** WHAT TO PRODUCE **
Take the entries below and print only the lines from the one with "of the man's" through the one with "ferris wheel spoke", exactly as they stand, both ends included.

** RECORDS PROVIDED **
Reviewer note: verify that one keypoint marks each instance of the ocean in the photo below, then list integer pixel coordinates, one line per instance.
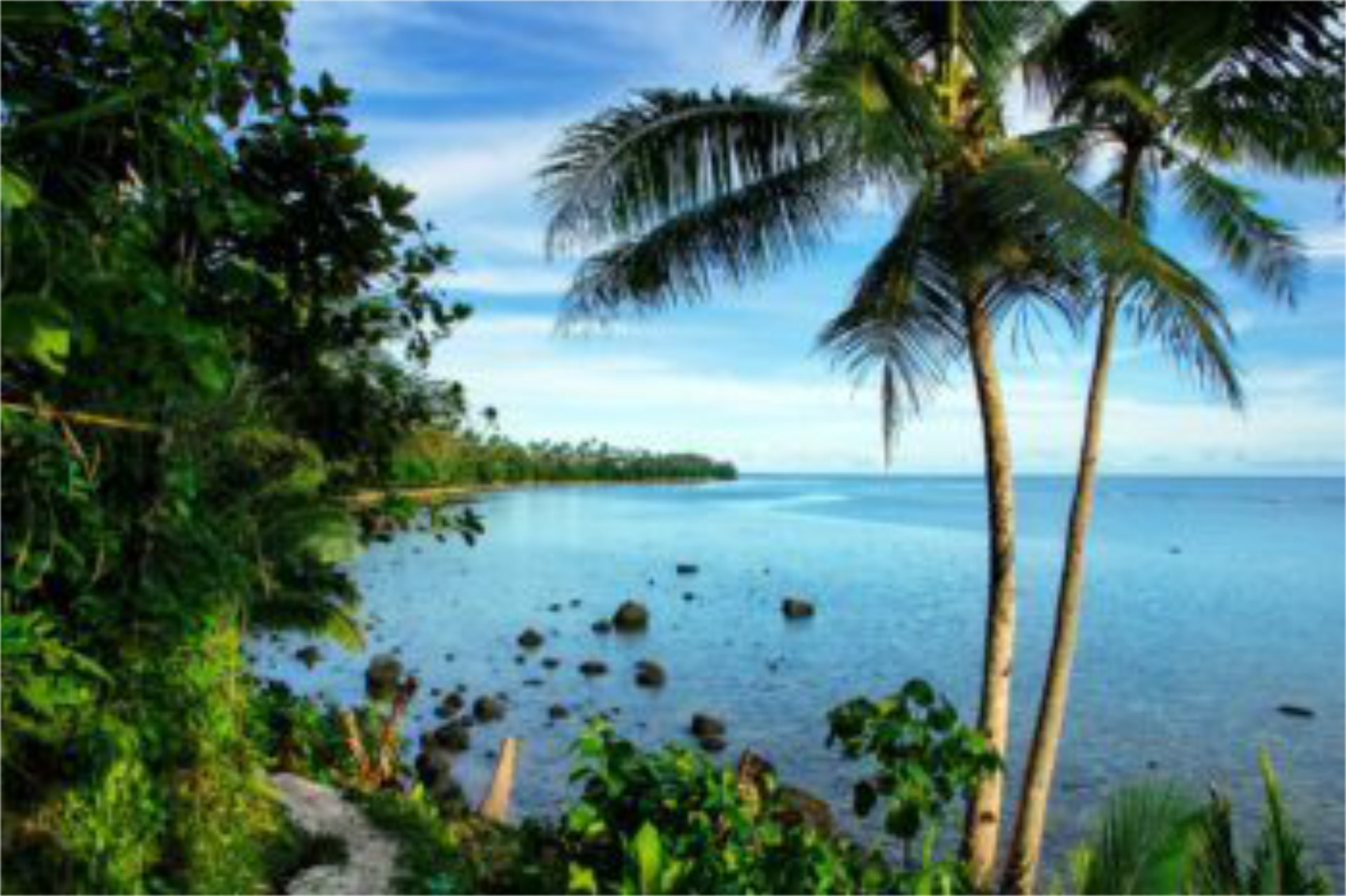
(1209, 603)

==

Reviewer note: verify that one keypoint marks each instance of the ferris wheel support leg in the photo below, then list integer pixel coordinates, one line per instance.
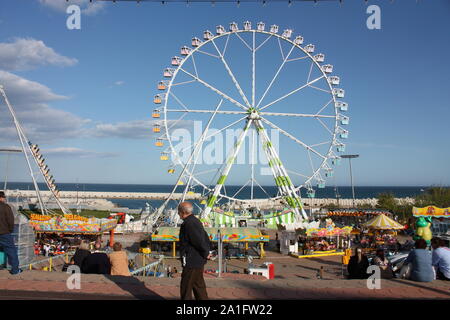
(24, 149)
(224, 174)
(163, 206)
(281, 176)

...

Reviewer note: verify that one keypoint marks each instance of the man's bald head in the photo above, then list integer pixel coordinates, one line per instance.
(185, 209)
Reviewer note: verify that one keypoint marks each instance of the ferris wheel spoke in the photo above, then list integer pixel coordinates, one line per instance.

** ANSWER **
Reviewer note: verify that one keypoint marks each instance of the man's bald head in the photo above, then list integer pixel coordinates, one line per instance.
(185, 209)
Reviewer note: verify that one keypoint marks each instance of the ferris wheel spoke in the photo above, then list integer pixel coordinates, one line per instance.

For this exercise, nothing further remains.